** What you have to do **
Could you reproduce all of the entries below without a single change?

** Referring expression pointing data **
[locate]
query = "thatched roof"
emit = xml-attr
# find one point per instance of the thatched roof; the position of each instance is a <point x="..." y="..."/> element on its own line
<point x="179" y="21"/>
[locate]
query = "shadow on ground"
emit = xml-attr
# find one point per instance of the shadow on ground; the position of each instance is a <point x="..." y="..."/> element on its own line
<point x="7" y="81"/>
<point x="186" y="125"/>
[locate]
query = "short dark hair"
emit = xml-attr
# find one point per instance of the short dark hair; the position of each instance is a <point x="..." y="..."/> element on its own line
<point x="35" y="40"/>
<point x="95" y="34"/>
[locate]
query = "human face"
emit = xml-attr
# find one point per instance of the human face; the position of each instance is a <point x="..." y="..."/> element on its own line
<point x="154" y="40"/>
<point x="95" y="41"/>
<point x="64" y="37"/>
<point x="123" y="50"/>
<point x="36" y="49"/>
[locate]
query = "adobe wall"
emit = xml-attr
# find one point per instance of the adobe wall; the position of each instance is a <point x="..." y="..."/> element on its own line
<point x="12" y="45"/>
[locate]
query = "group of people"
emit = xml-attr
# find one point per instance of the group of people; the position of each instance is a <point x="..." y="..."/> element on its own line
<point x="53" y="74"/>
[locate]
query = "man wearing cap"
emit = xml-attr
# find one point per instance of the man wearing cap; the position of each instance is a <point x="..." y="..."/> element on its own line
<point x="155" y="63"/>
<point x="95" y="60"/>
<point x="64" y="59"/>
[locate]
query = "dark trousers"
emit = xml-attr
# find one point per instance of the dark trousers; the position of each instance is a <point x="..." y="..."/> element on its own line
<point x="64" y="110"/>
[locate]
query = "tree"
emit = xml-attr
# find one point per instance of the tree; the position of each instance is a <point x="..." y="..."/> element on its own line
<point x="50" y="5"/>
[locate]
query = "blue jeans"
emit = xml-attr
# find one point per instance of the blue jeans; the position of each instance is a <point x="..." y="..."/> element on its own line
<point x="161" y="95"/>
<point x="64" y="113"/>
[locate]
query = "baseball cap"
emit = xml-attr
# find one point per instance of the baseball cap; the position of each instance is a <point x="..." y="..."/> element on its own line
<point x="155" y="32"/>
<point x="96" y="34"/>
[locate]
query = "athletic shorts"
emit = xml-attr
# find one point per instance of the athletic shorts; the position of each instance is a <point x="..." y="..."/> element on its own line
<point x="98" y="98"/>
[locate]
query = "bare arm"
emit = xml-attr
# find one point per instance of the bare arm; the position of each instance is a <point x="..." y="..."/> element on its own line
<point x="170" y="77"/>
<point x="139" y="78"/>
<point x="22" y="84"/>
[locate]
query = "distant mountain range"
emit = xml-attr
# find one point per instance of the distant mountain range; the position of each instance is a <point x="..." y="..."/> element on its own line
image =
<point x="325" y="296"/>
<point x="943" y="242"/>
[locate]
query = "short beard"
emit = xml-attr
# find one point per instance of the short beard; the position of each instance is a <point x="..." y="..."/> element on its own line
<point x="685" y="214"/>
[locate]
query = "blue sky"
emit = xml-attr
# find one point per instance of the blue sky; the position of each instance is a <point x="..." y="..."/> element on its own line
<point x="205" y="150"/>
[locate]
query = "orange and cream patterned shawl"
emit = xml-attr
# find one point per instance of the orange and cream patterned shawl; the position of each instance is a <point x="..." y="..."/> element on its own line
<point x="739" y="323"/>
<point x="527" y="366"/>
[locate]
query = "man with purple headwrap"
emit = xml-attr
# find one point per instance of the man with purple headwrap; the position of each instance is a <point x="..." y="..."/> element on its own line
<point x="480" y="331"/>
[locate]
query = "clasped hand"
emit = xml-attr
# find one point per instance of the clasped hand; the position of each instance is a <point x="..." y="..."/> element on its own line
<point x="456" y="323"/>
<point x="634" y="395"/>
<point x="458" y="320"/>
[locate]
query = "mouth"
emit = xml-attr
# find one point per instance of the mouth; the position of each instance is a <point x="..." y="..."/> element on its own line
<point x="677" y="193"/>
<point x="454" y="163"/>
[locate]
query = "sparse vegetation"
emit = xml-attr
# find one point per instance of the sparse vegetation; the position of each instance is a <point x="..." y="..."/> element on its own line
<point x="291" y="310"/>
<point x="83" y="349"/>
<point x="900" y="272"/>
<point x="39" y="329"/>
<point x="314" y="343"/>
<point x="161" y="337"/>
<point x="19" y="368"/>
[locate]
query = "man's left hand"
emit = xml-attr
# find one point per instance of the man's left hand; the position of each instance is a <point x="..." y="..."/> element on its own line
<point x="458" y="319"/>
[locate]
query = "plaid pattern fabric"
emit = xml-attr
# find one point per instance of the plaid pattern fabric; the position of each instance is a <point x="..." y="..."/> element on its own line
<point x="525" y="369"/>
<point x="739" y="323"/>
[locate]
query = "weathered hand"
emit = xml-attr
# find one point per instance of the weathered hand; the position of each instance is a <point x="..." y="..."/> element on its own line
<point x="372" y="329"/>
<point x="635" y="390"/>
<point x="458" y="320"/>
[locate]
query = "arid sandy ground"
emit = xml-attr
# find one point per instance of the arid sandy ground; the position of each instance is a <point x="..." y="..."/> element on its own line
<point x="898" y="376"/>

** Output of the task **
[locate]
query = "thatched roof"
emit = xml-attr
# find one point per instance of the thatched roof; the position of each instance is a <point x="..." y="..."/> element on its own line
<point x="179" y="21"/>
[locate]
query = "shadow on ground"
emit = xml-attr
# find one point per instance of the shadow on ground; the position of each instance is a <point x="..." y="..."/> element on its own line
<point x="7" y="81"/>
<point x="186" y="125"/>
[locate]
query = "short dark hair"
emit = xml-attr
# find one point per instance of the short dark hair; the position of each instance is a <point x="..." y="..."/> element on its own line
<point x="35" y="40"/>
<point x="95" y="34"/>
[locate]
query = "human face"
emit = xml-attr
# find one point per instance of the human face; the position of each instance is a <point x="..." y="..."/> element on its own line
<point x="154" y="40"/>
<point x="95" y="41"/>
<point x="64" y="37"/>
<point x="123" y="50"/>
<point x="36" y="49"/>
[locate]
query = "adobe wall"
emit = xml-attr
# find one point per instance of the adobe wall; the position of each instance is a <point x="..." y="..."/> element on its own line
<point x="12" y="45"/>
[locate]
query = "group of people"
emit = xml-attr
# find one point per instance of the group of people; the position of each instance is a <point x="..." y="..."/> element on its own line
<point x="53" y="74"/>
[locate]
query = "man wearing cap"
emit = xml-attr
# find one point per instance of the man wearing cap; the position of each instance is a <point x="..." y="..."/> element on its own line
<point x="155" y="63"/>
<point x="95" y="60"/>
<point x="64" y="59"/>
[locate]
query = "dark trousers"
emit = xml-attr
# find one point per instance of the dark trousers; the position of each instance is a <point x="..." y="..."/> element on its own line
<point x="64" y="110"/>
[locate]
query = "tree"
emit = xml-attr
# find one point per instance of the tree; the position of each instance is a <point x="..." y="..."/> element on its own line
<point x="50" y="5"/>
[locate]
query = "blue jeans"
emit = xml-attr
# find one point per instance of the blue jeans; the position of each instance is a <point x="..." y="..."/> element on its own line
<point x="161" y="95"/>
<point x="64" y="113"/>
[locate]
query = "baseball cap"
emit = xml-attr
# find one point per instance of the baseball cap; the position of each instance is a <point x="..." y="..."/> element on its own line
<point x="155" y="32"/>
<point x="96" y="34"/>
[locate]
query = "athletic shorts"
emit = xml-attr
# find one point per instance of the athletic shorts; the position of each instance is a <point x="..." y="..."/> element on its own line
<point x="98" y="98"/>
[locate]
query = "bare arm"
emit = xml-attr
# find one point per instance of the bare arm; the position of each instance is a <point x="..." y="..."/> element on its own line
<point x="170" y="77"/>
<point x="139" y="78"/>
<point x="22" y="84"/>
[locate]
query = "distant mountain range"
emit = xml-attr
# find one point per instance of the distant mountain range; the position of each instance is a <point x="..." y="..."/> element on its own line
image =
<point x="325" y="296"/>
<point x="943" y="242"/>
[locate]
query = "short beard"
emit = xml-attr
# find one point per instance of the short beard; the position of each instance is a <point x="..." y="..."/> element on its own line
<point x="685" y="214"/>
[locate]
query = "blue sky"
emit = xml-attr
# find one point per instance of the blue sky; the position of each instance is a <point x="..." y="..."/> element on its own line
<point x="205" y="150"/>
[locate]
query = "orange and cream patterned shawl"
emit = xml-attr
# find one point per instance of the orange and cream patterned shawl; the position of each instance is a <point x="..." y="..."/> element on its own line
<point x="739" y="323"/>
<point x="527" y="366"/>
[locate]
query = "man with purple headwrap"
emit = xml-attr
# find one point per instance of the man with purple headwrap; the position of each instance is a <point x="..." y="..."/> element on its own line
<point x="480" y="331"/>
[locate]
query = "clasped hand"
emit = xml-attr
# find one point per instance of the clasped hand; the position of each instance is a <point x="..." y="..."/> element on its own line
<point x="456" y="323"/>
<point x="634" y="395"/>
<point x="458" y="320"/>
[locate]
query = "mouth"
emit = xml-attr
# find one point per instance of the mouth; the position of each instance is a <point x="..." y="..."/> element on its own line
<point x="677" y="193"/>
<point x="454" y="163"/>
[locate]
query = "sparse vegetation"
emit = xml-attr
# find one point per instance of the sparse vegetation; the position of each instance is a <point x="..." y="..."/> element on its own line
<point x="291" y="310"/>
<point x="83" y="349"/>
<point x="900" y="272"/>
<point x="39" y="329"/>
<point x="314" y="343"/>
<point x="161" y="337"/>
<point x="19" y="368"/>
[locate]
query = "man's left hand"
emit = xml-attr
# find one point per instance of the man's left hand; the position of each instance is a <point x="..." y="..."/> element on its own line
<point x="458" y="319"/>
[locate]
query = "plaid pattern fabric"
emit = xml-attr
# find one point per instance of the plaid pattern fabric; the position of each instance is a <point x="..." y="..."/> element on its own line
<point x="525" y="369"/>
<point x="739" y="323"/>
[locate]
query = "weathered hand"
emit = xml-attr
# find one point per instance of the weathered hand; the position of each instance is a <point x="..." y="..."/> element on its own line
<point x="372" y="329"/>
<point x="635" y="390"/>
<point x="458" y="320"/>
[locate]
query = "arid sandy ground"
emit = xml-attr
# find one point per instance of the arid sandy ground; the position of each instance is a <point x="..." y="..."/> element on its own line
<point x="898" y="376"/>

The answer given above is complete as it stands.